### Goal A
Select every line in the rows below that contains the string "chest".

### Document extract
========
I'm a little unclear on how this should work, and have a few issues 
here:

  1) There isn't any support for the user defined umem->headroom

  2) When queuing RX buffers, the handle (aka umem offset) is used, 
which
     points to the start of the buffer area.  When the buffer appears in
     the completion queue, handle points to the start of the received 
data,
     which might be different from the buffer start address.

     Normally, this RX address is just put back in the fill queue, and 
the
     mask is used to find the buffer start address again.  This no 
longer
     works, so my question is, how is the buffer start address 
recomputed
     from the actual data payload address?

     Same with TX - if the TX payload isn't aligned in with the start of
     the buffer, what happens?

  3) This appears limited to crossing a single page boundary, but there
     is no constraint check on chunk_size.
-- 
Jonathan

>
> Structure of the patchset:
> Patch 1:
>   - Remove unnecessary masking and headroom addition during zero-copy 
> Rx
>     buffer recycling in i40e. This change is required in order for the
>     buffer recycling to work in the unaligned chunk mode.
>
> Patch 2:
>   - Remove unnecessary masking and headroom addition during
>     zero-copy Rx buffer recycling in ixgbe. This change is required in
>     order for the  buffer recycling to work in the unaligned chunk 
> mode.
========
### Data to use
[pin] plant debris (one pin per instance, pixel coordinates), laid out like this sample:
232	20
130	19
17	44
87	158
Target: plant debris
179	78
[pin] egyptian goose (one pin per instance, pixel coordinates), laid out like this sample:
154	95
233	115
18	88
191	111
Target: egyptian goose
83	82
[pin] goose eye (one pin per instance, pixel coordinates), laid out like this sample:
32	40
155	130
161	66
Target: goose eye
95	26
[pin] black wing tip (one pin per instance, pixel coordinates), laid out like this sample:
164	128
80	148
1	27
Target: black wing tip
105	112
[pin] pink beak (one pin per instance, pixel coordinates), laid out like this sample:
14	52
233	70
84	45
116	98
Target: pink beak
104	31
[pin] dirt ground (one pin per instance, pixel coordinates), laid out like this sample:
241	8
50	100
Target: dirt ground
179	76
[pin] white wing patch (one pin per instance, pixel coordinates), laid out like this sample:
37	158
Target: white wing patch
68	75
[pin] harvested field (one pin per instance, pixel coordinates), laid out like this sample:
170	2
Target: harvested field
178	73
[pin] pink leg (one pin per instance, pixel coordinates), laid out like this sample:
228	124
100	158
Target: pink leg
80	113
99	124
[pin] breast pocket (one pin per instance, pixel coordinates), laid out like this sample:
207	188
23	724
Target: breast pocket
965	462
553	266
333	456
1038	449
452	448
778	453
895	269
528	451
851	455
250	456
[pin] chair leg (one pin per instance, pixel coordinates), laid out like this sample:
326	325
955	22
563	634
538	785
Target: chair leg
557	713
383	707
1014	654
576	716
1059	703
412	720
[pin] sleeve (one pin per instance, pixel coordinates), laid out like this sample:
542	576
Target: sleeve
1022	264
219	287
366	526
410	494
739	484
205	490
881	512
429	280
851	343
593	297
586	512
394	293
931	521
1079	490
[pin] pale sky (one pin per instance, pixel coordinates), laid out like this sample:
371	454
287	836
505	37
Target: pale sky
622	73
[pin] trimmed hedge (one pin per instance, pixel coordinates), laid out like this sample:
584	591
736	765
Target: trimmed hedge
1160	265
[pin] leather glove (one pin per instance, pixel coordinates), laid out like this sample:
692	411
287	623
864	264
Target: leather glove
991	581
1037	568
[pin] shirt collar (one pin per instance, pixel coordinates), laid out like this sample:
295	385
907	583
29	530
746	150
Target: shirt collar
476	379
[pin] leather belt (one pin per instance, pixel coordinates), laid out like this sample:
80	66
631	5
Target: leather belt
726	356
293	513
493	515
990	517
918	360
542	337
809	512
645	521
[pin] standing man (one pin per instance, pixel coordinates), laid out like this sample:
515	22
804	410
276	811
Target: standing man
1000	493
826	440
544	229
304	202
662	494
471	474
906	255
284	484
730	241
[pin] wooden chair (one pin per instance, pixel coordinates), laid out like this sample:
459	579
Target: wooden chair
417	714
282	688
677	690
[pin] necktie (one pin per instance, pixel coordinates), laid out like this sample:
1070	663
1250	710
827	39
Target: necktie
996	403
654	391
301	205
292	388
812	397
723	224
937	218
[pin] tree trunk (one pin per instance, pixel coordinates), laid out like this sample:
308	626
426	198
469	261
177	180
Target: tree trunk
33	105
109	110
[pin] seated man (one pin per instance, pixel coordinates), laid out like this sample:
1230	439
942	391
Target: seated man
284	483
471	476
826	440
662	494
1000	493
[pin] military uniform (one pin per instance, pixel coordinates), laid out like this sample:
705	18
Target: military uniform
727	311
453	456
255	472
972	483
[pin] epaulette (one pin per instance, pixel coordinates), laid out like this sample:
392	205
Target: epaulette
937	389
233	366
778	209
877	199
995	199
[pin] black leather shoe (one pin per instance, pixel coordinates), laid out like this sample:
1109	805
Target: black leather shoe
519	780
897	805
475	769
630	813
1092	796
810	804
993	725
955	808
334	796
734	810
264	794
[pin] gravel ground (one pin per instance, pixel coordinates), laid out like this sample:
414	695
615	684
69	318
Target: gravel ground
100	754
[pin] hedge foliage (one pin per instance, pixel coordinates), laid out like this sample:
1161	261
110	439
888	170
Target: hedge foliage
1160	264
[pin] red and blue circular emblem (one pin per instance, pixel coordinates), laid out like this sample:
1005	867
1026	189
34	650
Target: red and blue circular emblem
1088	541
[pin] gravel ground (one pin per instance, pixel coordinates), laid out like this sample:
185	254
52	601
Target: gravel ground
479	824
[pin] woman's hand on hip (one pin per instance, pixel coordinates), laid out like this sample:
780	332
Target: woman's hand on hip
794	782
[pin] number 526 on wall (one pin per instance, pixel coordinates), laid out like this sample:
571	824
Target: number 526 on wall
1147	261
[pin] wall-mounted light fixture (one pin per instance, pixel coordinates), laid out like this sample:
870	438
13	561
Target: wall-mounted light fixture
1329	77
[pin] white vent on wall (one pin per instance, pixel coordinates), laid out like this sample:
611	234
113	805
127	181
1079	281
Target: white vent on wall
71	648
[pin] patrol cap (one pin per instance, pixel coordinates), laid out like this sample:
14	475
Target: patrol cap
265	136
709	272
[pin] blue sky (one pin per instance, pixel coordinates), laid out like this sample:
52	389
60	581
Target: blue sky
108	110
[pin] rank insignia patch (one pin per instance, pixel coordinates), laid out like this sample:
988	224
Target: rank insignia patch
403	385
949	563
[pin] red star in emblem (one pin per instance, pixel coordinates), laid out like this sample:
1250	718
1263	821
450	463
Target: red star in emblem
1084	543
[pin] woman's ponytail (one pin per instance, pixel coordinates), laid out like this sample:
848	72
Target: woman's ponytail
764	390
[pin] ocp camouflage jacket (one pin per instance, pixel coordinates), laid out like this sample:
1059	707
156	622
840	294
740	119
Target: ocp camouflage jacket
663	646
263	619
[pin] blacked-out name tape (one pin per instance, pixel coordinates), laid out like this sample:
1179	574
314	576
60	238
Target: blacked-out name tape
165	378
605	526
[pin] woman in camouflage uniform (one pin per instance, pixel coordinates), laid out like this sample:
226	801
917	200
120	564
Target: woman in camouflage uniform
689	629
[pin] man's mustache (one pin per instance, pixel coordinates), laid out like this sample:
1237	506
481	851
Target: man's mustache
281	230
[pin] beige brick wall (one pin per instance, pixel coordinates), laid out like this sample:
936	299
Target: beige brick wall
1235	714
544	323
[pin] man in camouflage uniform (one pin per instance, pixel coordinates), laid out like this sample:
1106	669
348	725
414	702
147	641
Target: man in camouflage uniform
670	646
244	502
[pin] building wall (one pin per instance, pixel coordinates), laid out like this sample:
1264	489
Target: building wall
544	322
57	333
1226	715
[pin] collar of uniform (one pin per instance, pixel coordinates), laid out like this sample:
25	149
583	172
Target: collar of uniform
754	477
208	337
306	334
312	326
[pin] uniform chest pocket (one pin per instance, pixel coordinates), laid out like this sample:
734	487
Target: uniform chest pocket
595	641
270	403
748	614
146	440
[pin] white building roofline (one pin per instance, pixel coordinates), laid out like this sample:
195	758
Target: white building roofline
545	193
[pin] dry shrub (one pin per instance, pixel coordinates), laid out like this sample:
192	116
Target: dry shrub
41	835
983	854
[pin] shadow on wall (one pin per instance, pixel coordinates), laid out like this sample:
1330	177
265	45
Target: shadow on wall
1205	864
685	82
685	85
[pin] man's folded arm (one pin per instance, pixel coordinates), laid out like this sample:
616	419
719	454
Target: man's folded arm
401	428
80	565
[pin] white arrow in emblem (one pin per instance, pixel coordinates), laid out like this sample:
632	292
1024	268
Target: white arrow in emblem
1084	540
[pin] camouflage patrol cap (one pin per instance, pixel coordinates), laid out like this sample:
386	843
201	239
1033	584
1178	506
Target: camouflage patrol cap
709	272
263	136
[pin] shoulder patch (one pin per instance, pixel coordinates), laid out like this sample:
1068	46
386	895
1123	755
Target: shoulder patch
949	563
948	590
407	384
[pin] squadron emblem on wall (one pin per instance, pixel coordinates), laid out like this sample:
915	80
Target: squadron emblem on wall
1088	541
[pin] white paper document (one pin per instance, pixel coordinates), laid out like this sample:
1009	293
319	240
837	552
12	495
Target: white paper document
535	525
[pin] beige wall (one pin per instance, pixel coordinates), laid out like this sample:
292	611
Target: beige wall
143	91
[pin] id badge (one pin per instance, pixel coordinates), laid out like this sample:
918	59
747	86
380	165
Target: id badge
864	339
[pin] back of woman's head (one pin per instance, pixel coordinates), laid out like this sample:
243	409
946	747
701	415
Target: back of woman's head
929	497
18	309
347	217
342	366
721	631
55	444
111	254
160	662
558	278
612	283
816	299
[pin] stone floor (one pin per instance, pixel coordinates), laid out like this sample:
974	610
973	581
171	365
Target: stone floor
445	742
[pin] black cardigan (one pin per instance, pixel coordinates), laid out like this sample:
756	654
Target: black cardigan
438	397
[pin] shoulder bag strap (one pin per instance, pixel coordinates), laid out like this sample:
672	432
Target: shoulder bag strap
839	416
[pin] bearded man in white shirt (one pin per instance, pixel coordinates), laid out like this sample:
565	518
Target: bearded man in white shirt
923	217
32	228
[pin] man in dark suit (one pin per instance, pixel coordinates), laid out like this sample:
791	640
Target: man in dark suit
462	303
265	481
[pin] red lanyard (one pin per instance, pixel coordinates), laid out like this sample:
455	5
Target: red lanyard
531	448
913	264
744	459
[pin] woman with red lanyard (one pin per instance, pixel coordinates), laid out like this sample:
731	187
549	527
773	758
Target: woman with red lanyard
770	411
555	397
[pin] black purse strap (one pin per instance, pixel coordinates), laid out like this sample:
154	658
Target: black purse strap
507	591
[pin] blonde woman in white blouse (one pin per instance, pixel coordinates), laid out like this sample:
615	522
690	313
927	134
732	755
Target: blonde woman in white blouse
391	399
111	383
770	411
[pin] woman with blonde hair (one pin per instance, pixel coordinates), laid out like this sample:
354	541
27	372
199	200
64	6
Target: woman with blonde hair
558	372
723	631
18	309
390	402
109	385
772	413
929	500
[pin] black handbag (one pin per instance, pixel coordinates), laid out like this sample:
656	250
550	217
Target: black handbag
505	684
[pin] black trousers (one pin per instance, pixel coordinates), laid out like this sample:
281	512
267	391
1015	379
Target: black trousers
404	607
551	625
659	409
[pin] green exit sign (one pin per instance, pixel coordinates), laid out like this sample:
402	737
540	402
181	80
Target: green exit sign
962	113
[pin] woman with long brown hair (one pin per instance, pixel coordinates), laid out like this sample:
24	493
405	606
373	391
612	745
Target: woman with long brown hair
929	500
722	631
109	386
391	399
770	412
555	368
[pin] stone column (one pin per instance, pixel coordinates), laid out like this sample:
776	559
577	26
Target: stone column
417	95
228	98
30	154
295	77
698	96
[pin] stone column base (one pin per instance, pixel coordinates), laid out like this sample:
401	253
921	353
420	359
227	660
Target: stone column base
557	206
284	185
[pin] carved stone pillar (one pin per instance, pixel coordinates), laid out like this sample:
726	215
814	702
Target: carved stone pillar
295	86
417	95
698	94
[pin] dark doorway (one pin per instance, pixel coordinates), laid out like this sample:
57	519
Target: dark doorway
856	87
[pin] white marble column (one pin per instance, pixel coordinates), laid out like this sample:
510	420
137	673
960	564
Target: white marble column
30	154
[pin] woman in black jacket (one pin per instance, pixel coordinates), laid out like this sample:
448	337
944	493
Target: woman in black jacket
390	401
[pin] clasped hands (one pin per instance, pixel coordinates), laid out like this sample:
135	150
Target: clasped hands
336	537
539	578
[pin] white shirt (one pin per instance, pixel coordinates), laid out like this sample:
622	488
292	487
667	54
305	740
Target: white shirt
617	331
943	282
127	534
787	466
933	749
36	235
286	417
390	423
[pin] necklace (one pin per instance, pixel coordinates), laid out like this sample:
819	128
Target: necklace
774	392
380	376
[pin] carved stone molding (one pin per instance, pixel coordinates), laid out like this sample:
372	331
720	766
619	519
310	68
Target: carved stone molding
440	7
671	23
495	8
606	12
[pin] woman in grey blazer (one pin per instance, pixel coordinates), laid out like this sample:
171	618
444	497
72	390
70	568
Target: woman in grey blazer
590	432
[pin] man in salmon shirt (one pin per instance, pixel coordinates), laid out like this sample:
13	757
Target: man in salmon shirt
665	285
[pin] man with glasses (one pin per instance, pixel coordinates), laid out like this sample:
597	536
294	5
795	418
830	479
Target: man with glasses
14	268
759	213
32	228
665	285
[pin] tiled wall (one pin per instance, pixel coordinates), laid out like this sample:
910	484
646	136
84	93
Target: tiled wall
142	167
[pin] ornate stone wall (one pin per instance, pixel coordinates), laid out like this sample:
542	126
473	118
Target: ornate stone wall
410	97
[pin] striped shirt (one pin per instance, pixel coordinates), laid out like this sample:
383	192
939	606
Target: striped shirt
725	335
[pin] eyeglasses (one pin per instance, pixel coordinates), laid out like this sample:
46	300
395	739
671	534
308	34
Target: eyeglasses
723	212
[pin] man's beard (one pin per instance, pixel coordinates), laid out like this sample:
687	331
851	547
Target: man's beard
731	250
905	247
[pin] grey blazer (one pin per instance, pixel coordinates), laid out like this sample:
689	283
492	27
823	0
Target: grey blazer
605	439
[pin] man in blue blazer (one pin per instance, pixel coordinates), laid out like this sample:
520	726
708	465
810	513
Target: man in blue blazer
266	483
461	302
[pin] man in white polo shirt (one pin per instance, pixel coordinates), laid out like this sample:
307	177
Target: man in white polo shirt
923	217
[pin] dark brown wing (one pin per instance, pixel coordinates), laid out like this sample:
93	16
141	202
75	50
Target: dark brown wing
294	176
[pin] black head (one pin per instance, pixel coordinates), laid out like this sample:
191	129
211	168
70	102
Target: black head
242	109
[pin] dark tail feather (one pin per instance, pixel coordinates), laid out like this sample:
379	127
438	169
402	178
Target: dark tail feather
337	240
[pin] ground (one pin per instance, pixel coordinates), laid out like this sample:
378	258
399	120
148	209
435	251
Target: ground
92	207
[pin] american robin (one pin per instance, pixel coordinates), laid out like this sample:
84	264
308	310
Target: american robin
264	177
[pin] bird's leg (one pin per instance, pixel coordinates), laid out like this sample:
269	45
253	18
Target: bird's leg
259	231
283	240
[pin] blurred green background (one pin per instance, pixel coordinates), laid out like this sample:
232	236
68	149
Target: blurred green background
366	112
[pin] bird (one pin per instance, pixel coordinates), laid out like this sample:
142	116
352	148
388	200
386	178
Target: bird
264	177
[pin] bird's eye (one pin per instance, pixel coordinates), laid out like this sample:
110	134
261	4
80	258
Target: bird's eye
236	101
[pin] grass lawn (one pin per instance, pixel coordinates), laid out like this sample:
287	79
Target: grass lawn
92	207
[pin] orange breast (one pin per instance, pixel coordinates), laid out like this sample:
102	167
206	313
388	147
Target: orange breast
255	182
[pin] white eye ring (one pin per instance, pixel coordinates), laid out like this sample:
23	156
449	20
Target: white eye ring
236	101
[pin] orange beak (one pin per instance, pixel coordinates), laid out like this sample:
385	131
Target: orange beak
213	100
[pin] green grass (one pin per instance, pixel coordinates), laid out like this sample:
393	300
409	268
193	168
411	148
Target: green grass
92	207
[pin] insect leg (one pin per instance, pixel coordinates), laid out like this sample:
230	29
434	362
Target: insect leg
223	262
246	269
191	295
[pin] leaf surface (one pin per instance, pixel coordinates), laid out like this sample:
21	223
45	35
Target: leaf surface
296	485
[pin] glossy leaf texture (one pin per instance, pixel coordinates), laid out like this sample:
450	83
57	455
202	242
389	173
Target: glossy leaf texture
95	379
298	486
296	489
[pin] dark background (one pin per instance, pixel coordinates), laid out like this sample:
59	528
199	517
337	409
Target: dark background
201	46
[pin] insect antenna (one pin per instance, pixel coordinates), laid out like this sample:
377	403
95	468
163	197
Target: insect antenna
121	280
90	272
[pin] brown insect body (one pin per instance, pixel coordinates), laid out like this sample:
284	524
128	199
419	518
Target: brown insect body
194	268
========
### Goal B
According to the patch review excerpt above, what value has no constraint check?

### Correct result A
[pin] uniform chest pocket (one pin per instance, pixel coordinates), laid out like this sample:
Target: uniform chest pocket

### Correct result B
chunk_size